_Tasks to carry out_
[a] From the passage on psychic predictions, return the wording starting with "Our panel included" and going on through "into armed conflict.".
[b] List every person named in the passage on psychic predictions.

Our panel included a combination psychic-lawyer-realtor, a psychic MBA and a channelist who “threw ropes of light into the future” to retrieve unborn facts.

I’m pretty agnostic about all this, and our seers’ tendency to ask “Who’s calling?” or “What can I do for you?” didn’t inspire confidence. But this is Southern California; when in Delphi, consult an oracle. Besides, I’ll bet that our psychics do as well as anyone else when it comes to crystal-ball gazing, and anyway, as Doris Day so eloquently put it, “ Que sera, sera.

Now for the predictions:

The big news is that almost all the psychics expect the Persian Gulf crisis to erupt into armed conflict.

“America will go to war in the Middle East,” Santa Monica channelist Jeffrey Cross predicts flatly. Lori King concurs. A desert psychic out near Tehachapi whose foreign affairs credentials include correctly predicting “the Iran-Contra Costa scandal,” she points to February and March as the most dangerous months.

_Supplied entries_
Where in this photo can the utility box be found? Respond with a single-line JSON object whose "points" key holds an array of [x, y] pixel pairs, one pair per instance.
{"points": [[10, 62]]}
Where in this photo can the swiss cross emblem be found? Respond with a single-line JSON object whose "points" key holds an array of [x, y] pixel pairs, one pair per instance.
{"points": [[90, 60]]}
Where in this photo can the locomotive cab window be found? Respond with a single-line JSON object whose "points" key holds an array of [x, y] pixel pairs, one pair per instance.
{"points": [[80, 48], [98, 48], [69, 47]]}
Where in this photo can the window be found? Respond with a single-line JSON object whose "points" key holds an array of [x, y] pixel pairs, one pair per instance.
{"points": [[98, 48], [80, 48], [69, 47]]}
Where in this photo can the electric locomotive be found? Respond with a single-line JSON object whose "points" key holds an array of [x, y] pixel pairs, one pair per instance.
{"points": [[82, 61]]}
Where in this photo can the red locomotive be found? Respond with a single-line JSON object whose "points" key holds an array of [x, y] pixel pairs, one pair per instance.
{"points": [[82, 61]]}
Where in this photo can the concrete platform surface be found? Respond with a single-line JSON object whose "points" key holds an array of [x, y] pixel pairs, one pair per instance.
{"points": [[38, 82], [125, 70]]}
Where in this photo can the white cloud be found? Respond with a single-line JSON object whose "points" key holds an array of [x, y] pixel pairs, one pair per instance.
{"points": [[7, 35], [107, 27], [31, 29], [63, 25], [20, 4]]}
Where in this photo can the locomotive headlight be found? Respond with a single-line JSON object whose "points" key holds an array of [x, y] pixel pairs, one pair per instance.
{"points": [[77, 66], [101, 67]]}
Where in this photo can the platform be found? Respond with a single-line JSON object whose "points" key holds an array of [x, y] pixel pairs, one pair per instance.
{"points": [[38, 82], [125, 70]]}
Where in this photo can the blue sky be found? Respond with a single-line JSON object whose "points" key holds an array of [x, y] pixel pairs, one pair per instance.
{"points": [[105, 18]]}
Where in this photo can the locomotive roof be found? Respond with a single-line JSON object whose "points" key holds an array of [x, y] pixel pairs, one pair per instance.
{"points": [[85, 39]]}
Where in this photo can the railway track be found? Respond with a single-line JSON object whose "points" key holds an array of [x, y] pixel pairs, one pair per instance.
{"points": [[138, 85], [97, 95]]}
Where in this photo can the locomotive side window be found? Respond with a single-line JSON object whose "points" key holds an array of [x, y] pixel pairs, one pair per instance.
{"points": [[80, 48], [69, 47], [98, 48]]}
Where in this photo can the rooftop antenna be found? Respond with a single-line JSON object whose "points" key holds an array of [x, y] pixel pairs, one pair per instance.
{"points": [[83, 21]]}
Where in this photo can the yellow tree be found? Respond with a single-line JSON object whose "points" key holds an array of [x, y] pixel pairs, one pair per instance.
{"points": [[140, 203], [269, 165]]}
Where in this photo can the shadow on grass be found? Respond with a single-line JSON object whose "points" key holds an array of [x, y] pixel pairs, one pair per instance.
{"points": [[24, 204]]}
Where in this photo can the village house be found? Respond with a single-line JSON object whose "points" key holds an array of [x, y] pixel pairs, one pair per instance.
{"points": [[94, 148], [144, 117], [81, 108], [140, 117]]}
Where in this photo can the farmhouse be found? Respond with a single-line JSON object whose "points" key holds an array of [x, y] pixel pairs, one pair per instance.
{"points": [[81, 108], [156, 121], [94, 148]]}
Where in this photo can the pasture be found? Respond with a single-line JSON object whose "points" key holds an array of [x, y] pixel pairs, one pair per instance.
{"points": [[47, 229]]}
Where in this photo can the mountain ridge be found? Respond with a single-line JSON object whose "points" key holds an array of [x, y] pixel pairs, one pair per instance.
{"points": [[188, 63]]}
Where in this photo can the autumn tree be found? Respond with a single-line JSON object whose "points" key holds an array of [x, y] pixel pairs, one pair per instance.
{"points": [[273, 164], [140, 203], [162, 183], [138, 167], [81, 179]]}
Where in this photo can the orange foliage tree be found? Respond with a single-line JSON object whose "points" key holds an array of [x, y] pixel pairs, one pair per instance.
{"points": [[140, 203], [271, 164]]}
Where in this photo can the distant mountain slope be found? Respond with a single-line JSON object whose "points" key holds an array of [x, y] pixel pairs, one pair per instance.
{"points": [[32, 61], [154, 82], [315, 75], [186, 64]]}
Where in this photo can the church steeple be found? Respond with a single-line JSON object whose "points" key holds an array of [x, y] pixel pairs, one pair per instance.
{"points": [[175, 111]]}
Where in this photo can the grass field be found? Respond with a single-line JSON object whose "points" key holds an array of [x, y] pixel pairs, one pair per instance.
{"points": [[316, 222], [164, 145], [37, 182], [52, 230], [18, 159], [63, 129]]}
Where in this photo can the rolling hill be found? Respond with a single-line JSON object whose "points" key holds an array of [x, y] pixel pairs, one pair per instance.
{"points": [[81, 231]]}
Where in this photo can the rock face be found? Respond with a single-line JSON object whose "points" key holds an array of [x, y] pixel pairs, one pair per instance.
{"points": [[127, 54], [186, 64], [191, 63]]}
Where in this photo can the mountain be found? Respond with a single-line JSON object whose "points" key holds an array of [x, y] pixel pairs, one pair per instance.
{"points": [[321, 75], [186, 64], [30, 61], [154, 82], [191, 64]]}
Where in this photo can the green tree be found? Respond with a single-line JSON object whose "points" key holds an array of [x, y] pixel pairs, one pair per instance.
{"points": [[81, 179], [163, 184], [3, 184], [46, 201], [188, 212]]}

_Answers provided_
[a]
Our panel included a combination psychic-lawyer-realtor, a psychic MBA and a channelist who “threw ropes of light into the future” to retrieve unborn facts.

I’m pretty agnostic about all this, and our seers’ tendency to ask “Who’s calling?” or “What can I do for you?” didn’t inspire confidence. But this is Southern California; when in Delphi, consult an oracle. Besides, I’ll bet that our psychics do as well as anyone else when it comes to crystal-ball gazing, and anyway, as Doris Day so eloquently put it, “ Que sera, sera.

Now for the predictions:

The big news is that almost all the psychics expect the Persian Gulf crisis to erupt into armed conflict.

[b]
Doris Day
Jeffrey Cross
Lori King